Задание 1 >>
Какой звук в тексте о красоте музыки приведён как пример звука, у которого есть звуковысота, но нет музыкального смысла?
Задание 2 >>
Допишите текст о красоте в музыке, продолжив его после последнего предложения.

Исходный текст >>
______
Штрихи творчества
(Что, почему и как?)
Случилось
так, что я по
жизни
занимаюсь
темой
красоты.
Сначала тема
выбрала меня,
когда я
поступила
учиться в
музыкальную
школу, а
потом уж эту тему
осознанно выбрала
я, продолжая
образование
в
направлении
создания
художественных
образов в
живописи.
Я
постараюсь
исподволь
подойти к
тому, зачем я решила
написать эти
строки. Главное
– ответить на
вопрос,
который мне
постоянно
задают: как
рождаются
образы и
стиль
исполнения
художественных
работ. Но
чтобы объяснение
было
понятным,
нужно отойти
чуть-чуть
назад, к
«музыкальному
периоду». Видимо,
красота
гармоний,
музыкальных
форм и интонаций
невидимого
мира музыки
сделали мне подкожную
инъекцию
этой
громадины –
Красоты.
Сначала
была Музыка…
Музыка
есть разная и
слушают ее
по-разному. Мое
погружение в
мир звуков
проходило
«под руками»
выдающихся
музыкантов.
Так сложилась
жизнь. Эти
музыкальные
личности были
не просто
музыкантами,
а думающими музыкантами.
Меня учили,
что музыкальный
язык, так же
как и любой
другой язык,
должен быть
распознан,
иначе он бессмысленен.
Красота
музыки – это
не приятная
мелодия, это
не «журчание
ручейка», не усладная
конфетка, а
набор
языковых
символов,
которые
позволяют
выявить
содержание. Паровозный
гудок, хотя
он и имеет звуковысоту,
не имеет
музыкального
смысла, не
имеет организованного
в
определенную
систему
звукового,
динамического
и
ритмического
порядка. Музыкальный
язык должен
быть не
понятным, а понятым.
А есть ли
в музыке
понятие
«всеобщей
красоты»?
Сомневаюсь. В
ней есть
что-то иное. Неуловимое
и
неутилитарное.
Гармонией созданное
совершенство.
Эстетическое
наслаждение и
есть ее
Красота. Но в
музыке она
индивидуальна,
поскольку мы
слышим
музыку
по-разному.
Музыка не
бывает
некрасивой,
но она бывает
очень
сложной, что,
как правило,
и не
нравится. «Не
нравится,
некрасиво» –
это же
неспроста! Я
давно
заметила, что
в концертных
залах звучит
определенный,
хоть и
широкий
репертуар. Конечно,
полно и
всяких
экспериментов,
разного рода
модерна, но
это – «провокации
времени». Любой
звуковой диссонанс,
если он имеет
музыкальное
содержание,
прочитывается
и
распознается.
Как ни
странно, но
личность
композитора
считывается
в музыке
моментально.
Невозможно
не услышать
смысл музыки
Шостаковича,
а «тютькина»
– возможно. Жизнь
сама топит тютькин-эксперименты.
Слуховая
практика
выявляет
Красоту в
музыке путем
отбора и не
потому, что
она
«понравилась
или нет», а потому,
какое
содержание
она несет.
______
Исходные данные >>
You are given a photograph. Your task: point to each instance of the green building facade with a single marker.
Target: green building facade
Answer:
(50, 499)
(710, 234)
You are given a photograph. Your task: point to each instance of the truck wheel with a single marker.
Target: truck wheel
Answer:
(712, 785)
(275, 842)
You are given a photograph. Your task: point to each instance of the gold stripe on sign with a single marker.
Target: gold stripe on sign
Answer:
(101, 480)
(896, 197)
______
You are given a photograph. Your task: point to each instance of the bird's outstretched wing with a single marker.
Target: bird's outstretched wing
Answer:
______
Верный ответ 1 >>
Паровозный гудок.

Верный ответ 2 >>
Хоть и в
диссонансе.
Смена
профессии,
поворот к
живописи.
Именно
живая ткань
музыкальных
мироощущений,
интонаций,
ритма,
организации
и устойчивости
дали мне возможность
понять смысл
сложнейшего
вида
художественного
изображения
– китайской
живописи. Для
меня
оказались
очень
похожими эти
два вида
искусства.
Музыкальная
интонация –
это изгиб
линий,
звуковая динамика
– это
интенсивность
туши. Ритм в
живописи не
менее важен,
чем в музыке (я
здесь говорю
только про
классическую
живопись). Вся
конструкция
классической
китайской живописи
держится на
сходных с
музыкой столпах.
И несмотря на
их похожесть,
восприятие
этих видов
творчества
различное:
временное и
одномоментно
созерцательное.
Тут уже моего
разумения в
мире
искусства было
достаточно,
чтобы самой
последовательно
изучать
живопись. Это
сначала выразилось
в «китайском
периоде».
Не скажу
ничего
оригинального,
если повторю,
что ничто не
стоит на
месте. И если
жизнь
интересна, то
невольно она
тебя ведет в
дальнейшее
познание. И
опять так случилось,
что рядом
оказался
человек с
философским
(тоже
благоприобретенным)
сознанием.
Влияние его логики
и мышления на
эмоциональную
сферу, в
которой я жила,
чуть было не
закрыло
вообще своей
трудностью эту
тему для меня.
Я имею ввиду
осознание
смысла в
любом виде творчества.
Оказалось,
что «глазенье»
(выражение
Гегеля) и
понимание находятся
вообще на
разных
полюсах.
Границы
живописного
языка стали
расширяться
сами собой. Мне
интересно
было
попробовать
изобразить мысль,
философию.
Появились
черно-белые
картины –
предельное
раздвижение
цветов. Так
требовала полярная
идея «добра и
зла» –
основных
двух
констант, в
которых
живет
человек. Или
полярность
нужна была
для «высветления»
главного на
фоне
«остального».
Цвет
«оттенков
серого» –
всего лишь
нюансировка,
не решающая,
а часто
смазывающая
тему. Суть
темы сама
привела к стилю.
В конце
концов,
пройдя свой
путь «руками»,
я поняла, что Красота
и Истина –
это одно и то
же. Скажу
даже больше:
нравственность
и мораль имеют
тот же вес и
заряд.
Всеобщность
этих понятий
идентична.
* * *
Недавно я
закончила
серию из 4-х
работ –
японская
тема. На
осознание
того, зачем
мне это
нужно, ушло
много
времени.
Почти год.
Бывая в
Японии, я
каждый раз цепенела
от некой
малопонятной
реальности. Каждый
взгляд
упирается в
необычность:
или это иной
поворот
головы
женщины; или
это
вежливость,
доходящая до
«книжной»,
нереальной;
или это
стерильность
на улицах с
маленьким
«садиком» в
горшках, где
«садик» утром появляется
у входа, а
вечером
«переезжает»
внутрь дома;
или это
точность
транспорта,
приход
которого к
остановке
можно проверять
по
секундомеру;
или это
тишина в людном
месте (чтобы
никому не
помешать);
или…; или…; или… Вроде
такие же они,
японцы: два глаза,
два уха… а
совсем
другие. Рядом
живущие
китайцы –
другая
планета. Сравнение
с Китаем
невозможно.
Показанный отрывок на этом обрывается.